→ About this task
Repeat every entry word for word, but leave the images out of your copy.

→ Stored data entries
============
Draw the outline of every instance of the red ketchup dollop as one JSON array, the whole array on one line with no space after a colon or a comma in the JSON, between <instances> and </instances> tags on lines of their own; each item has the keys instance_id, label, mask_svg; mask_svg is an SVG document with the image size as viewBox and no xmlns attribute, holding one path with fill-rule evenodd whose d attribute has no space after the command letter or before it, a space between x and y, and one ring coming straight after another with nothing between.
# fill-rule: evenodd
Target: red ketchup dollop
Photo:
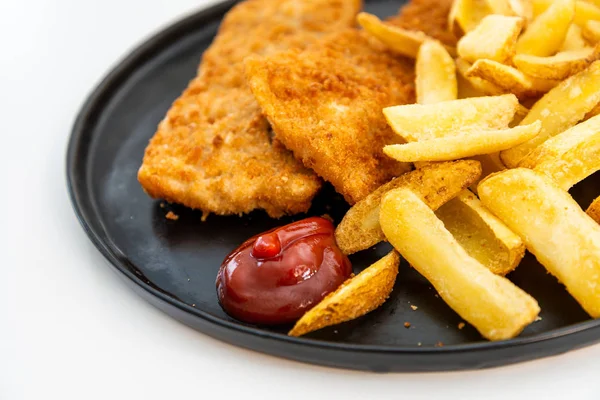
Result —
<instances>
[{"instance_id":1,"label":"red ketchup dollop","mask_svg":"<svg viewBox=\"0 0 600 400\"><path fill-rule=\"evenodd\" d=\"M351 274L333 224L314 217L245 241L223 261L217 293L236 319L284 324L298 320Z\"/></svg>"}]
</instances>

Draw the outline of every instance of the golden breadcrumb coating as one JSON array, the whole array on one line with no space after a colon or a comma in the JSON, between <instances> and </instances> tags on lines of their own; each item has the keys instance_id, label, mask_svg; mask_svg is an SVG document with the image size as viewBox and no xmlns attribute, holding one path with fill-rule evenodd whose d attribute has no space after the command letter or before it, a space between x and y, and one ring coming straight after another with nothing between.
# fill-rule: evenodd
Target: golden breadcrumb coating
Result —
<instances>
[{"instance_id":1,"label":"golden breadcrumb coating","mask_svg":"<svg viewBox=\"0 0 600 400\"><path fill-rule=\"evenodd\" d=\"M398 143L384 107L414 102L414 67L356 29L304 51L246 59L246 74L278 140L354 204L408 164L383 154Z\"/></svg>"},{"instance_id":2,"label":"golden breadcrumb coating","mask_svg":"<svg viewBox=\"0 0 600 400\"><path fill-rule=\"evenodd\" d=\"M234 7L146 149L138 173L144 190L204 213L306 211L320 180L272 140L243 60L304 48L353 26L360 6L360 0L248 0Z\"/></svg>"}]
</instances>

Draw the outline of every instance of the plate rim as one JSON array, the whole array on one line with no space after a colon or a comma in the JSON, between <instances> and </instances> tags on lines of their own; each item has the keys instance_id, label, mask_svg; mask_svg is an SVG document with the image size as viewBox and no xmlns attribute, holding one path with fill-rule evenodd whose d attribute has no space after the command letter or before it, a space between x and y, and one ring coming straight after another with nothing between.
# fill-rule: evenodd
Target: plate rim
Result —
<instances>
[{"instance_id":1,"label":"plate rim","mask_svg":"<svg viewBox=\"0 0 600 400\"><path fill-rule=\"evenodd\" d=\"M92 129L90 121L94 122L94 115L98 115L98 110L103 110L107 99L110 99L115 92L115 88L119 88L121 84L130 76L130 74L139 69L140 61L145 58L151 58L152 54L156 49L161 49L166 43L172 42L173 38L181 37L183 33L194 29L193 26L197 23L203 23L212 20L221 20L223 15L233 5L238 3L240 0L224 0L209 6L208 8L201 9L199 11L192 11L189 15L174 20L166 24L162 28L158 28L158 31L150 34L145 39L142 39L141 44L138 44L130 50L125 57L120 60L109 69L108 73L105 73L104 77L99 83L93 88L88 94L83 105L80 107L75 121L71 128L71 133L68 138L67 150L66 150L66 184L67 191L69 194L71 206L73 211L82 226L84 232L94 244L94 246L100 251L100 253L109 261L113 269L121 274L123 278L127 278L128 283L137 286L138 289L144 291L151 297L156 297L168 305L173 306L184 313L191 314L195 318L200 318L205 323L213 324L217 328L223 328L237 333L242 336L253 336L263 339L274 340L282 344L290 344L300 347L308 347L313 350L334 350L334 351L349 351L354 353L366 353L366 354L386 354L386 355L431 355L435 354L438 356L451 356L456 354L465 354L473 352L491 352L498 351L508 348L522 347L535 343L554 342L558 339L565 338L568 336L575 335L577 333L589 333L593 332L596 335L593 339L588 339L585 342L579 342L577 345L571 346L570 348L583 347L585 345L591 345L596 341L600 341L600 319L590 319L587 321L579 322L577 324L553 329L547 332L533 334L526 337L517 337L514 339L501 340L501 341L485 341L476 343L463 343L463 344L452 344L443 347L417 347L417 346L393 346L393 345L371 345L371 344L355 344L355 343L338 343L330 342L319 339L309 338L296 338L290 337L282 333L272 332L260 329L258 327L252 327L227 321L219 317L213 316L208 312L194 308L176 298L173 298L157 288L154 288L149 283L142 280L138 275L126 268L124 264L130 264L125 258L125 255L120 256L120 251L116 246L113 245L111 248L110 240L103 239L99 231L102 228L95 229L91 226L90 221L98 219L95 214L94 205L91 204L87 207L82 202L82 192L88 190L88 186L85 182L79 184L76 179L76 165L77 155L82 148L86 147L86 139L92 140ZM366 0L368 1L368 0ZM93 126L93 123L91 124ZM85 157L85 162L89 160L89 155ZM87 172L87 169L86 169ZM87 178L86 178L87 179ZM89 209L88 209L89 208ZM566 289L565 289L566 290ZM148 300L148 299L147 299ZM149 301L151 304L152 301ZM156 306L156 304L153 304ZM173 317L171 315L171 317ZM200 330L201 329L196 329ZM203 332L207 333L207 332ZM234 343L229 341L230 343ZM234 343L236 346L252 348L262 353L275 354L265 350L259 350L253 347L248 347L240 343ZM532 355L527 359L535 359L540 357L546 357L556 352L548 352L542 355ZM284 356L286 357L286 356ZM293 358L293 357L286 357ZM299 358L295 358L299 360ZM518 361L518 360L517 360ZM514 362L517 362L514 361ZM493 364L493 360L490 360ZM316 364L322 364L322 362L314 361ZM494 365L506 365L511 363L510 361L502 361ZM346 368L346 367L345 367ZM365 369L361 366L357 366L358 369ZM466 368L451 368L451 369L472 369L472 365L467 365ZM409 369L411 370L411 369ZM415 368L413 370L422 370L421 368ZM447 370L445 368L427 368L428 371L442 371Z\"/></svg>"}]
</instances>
============
→ Reply to the exercise
Draw the outline of every instance of the red ketchup dollop as one JSON array, the whole array on one line with no space after a colon or a comma in the JSON, between <instances> and </instances> tags on lines of their own; each item has the keys instance_id, label, mask_svg; mask_svg is an SVG document with the image size as viewBox and no xmlns attribute, holding one path with fill-rule evenodd whose d attribute has no space after the command letter or before it, a space between x and y, and one ring coming straight after another with nothing between.
# fill-rule: evenodd
Target: red ketchup dollop
Photo:
Result —
<instances>
[{"instance_id":1,"label":"red ketchup dollop","mask_svg":"<svg viewBox=\"0 0 600 400\"><path fill-rule=\"evenodd\" d=\"M351 274L333 224L314 217L245 241L223 261L217 293L236 319L284 324L298 320Z\"/></svg>"}]
</instances>

Draw the outline of every instance of the golden breadcrumb coating as one JSON array, the whole array on one line with no space after a colon or a comma in the JSON, between <instances> and </instances> tags on lines of their own; each item has the keys instance_id, label, mask_svg; mask_svg is an SVG document with the image size as viewBox and no xmlns attribute, holding one path with fill-rule evenodd whose d attribute has no space after the command letter or before it, a space between x and y, and one ring coming straight after another with nothing between.
# fill-rule: evenodd
Target: golden breadcrumb coating
Result —
<instances>
[{"instance_id":1,"label":"golden breadcrumb coating","mask_svg":"<svg viewBox=\"0 0 600 400\"><path fill-rule=\"evenodd\" d=\"M398 143L384 107L414 102L414 67L356 29L304 51L246 59L246 74L278 140L354 204L408 164L383 154Z\"/></svg>"},{"instance_id":2,"label":"golden breadcrumb coating","mask_svg":"<svg viewBox=\"0 0 600 400\"><path fill-rule=\"evenodd\" d=\"M234 7L146 149L138 173L144 190L204 213L306 211L320 180L272 140L243 60L304 48L353 26L360 6L360 0L248 0Z\"/></svg>"}]
</instances>

Draw the outline of every instance of the plate rim as one JSON array, the whole array on one line with no space after a colon or a comma in the JSON, between <instances> and </instances> tags on lines of their own; each item has the keys instance_id, label, mask_svg; mask_svg is an SVG document with the image size as viewBox and no xmlns attribute, holding one path with fill-rule evenodd whose d attribute has no space after the command letter or before it, a space between x and y, and one ring coming straight after another with nothing between.
# fill-rule: evenodd
Target: plate rim
Result —
<instances>
[{"instance_id":1,"label":"plate rim","mask_svg":"<svg viewBox=\"0 0 600 400\"><path fill-rule=\"evenodd\" d=\"M92 129L90 121L94 122L94 115L98 115L98 110L103 110L107 99L110 99L115 92L115 88L119 88L121 84L130 76L130 74L139 69L140 61L145 58L151 58L152 54L156 49L161 49L166 43L172 42L173 38L181 37L183 33L194 29L193 26L197 23L203 23L212 20L221 20L223 15L233 5L238 3L240 0L224 0L209 6L208 8L201 9L199 11L192 11L189 15L174 20L166 24L162 28L158 28L158 31L150 34L145 39L142 39L141 44L138 44L130 50L125 57L120 60L109 69L108 73L105 73L104 77L99 83L93 88L88 94L83 105L80 107L75 121L71 128L71 133L68 138L67 150L66 150L66 184L67 191L69 194L71 206L73 211L82 226L84 232L94 244L94 246L100 251L100 253L109 261L113 269L121 274L123 278L127 278L128 283L137 286L138 289L144 291L151 297L156 297L168 305L173 306L184 313L191 314L195 318L200 318L205 323L213 324L217 328L223 328L237 333L242 336L253 336L263 339L274 340L282 344L290 344L300 347L308 347L313 350L334 350L334 351L349 351L354 353L366 353L366 354L386 354L386 355L431 355L435 354L438 356L451 356L456 354L465 354L473 352L491 352L498 351L508 348L522 347L535 343L554 342L558 339L565 338L568 336L575 335L577 333L589 333L593 332L596 335L593 339L588 339L585 342L579 342L577 345L571 346L570 348L583 347L585 345L591 345L596 341L600 341L600 319L590 319L587 321L579 322L577 324L553 329L547 332L533 334L526 337L517 337L514 339L501 340L501 341L485 341L476 343L463 343L463 344L452 344L443 347L417 347L417 346L393 346L393 345L371 345L371 344L355 344L355 343L338 343L330 342L319 339L309 338L296 338L290 337L282 333L272 332L260 329L258 327L252 327L227 321L219 317L213 316L208 312L194 308L176 298L173 298L157 288L154 288L149 283L142 280L138 275L126 268L124 264L130 264L125 258L125 255L120 256L120 251L116 246L113 245L111 248L110 240L103 239L99 231L102 228L95 229L91 226L90 221L98 219L95 214L94 205L91 204L87 207L82 202L82 192L88 190L88 186L85 182L79 184L76 179L76 165L77 155L82 148L86 147L86 139L92 140ZM366 0L368 1L368 0ZM93 126L93 123L91 124ZM85 157L85 162L89 160L89 155ZM87 172L87 169L86 169ZM87 178L86 178L87 179ZM89 209L88 209L89 208ZM566 289L565 289L566 290ZM148 300L148 299L147 299ZM149 301L151 304L152 301ZM156 306L156 304L153 304ZM173 317L171 315L171 317ZM200 330L201 329L196 329ZM203 332L207 333L207 332ZM234 343L229 341L230 343ZM234 343L236 346L252 348L262 353L275 354L265 350L259 350L253 347L248 347L240 343ZM532 355L527 359L535 359L540 357L546 357L556 352L548 352L542 355ZM284 356L286 357L286 356ZM293 358L293 357L286 357ZM299 358L295 358L299 360ZM518 361L518 360L517 360ZM514 362L517 362L514 361ZM493 364L493 360L490 360ZM316 364L322 364L322 362L314 361ZM494 365L506 365L511 363L510 361L502 361ZM346 368L346 367L345 367ZM365 369L361 366L357 366L358 369ZM466 368L451 368L451 369L472 369L472 365L467 365ZM409 369L411 370L411 369ZM415 368L413 370L422 370L421 368ZM447 370L445 368L427 368L428 371L442 371Z\"/></svg>"}]
</instances>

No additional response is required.